#### [Required work]
Please transcribe the entries exactly and omit the images they contain.

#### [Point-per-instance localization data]

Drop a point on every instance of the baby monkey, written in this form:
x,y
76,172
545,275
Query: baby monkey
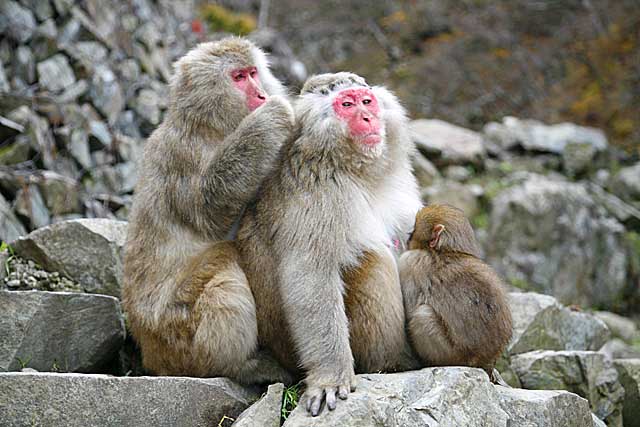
x,y
456,307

#### [Answer to this task]
Drop a point on every instance of the baby monkey, written in this form:
x,y
76,172
545,275
Query: baby monkey
x,y
456,307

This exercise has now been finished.